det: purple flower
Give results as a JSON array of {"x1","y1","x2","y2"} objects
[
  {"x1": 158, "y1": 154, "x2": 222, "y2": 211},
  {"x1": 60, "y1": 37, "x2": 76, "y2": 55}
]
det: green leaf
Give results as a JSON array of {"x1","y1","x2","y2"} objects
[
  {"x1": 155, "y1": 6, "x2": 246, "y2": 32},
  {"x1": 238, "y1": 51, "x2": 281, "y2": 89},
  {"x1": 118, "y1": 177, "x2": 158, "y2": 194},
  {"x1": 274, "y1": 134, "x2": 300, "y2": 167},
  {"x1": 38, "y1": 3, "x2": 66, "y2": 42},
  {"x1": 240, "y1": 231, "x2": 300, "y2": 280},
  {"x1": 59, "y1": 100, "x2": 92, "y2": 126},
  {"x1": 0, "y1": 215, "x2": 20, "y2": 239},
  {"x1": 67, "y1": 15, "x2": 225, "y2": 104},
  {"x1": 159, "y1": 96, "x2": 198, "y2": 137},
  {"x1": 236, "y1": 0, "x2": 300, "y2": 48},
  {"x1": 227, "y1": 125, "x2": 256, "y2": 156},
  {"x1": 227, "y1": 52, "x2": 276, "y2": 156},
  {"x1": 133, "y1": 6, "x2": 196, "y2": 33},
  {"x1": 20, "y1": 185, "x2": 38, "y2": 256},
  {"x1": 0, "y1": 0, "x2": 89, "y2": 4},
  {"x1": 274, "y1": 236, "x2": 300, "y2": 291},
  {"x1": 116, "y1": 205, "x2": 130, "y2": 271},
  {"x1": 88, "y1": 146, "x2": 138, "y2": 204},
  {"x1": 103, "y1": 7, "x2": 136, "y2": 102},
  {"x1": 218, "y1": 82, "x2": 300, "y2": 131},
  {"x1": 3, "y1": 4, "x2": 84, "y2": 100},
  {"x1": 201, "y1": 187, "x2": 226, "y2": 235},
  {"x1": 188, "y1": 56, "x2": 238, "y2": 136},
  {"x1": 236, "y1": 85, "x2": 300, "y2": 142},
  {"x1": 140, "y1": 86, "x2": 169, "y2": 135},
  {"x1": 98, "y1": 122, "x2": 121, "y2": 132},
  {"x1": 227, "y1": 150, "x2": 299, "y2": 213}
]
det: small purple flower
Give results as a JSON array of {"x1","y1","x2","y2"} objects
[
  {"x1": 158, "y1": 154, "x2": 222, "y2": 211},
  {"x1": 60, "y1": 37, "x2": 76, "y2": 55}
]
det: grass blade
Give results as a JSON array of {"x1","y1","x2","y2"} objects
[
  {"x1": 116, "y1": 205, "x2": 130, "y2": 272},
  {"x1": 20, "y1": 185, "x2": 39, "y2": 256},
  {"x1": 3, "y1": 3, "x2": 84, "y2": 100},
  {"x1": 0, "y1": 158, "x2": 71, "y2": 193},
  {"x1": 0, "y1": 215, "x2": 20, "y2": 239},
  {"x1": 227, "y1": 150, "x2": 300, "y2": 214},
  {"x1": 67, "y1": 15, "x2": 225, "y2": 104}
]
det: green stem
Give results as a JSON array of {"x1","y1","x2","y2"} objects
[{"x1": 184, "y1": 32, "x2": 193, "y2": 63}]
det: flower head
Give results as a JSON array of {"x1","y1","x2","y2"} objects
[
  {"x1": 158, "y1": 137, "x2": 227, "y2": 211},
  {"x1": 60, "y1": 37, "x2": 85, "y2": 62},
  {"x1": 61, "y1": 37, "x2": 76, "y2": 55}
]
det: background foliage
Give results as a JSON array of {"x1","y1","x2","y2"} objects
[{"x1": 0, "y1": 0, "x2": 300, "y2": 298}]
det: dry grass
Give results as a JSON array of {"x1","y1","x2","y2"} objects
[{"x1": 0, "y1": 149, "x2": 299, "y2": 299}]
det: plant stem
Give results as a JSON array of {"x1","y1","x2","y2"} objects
^^^^
▶ **Problem to solve**
Using the entries shown above, reproduce verbatim the lines from the line bearing "det: green stem" to the line bearing "det: background foliage", inclusive.

▶ **Exercise answer**
det: green stem
Give results as a JSON array of {"x1","y1","x2","y2"} objects
[{"x1": 184, "y1": 32, "x2": 193, "y2": 63}]
det: flower head
Give results as a JSON array of {"x1","y1","x2","y2"} objects
[
  {"x1": 158, "y1": 137, "x2": 227, "y2": 211},
  {"x1": 60, "y1": 37, "x2": 85, "y2": 62},
  {"x1": 61, "y1": 37, "x2": 76, "y2": 55}
]
det: background foliage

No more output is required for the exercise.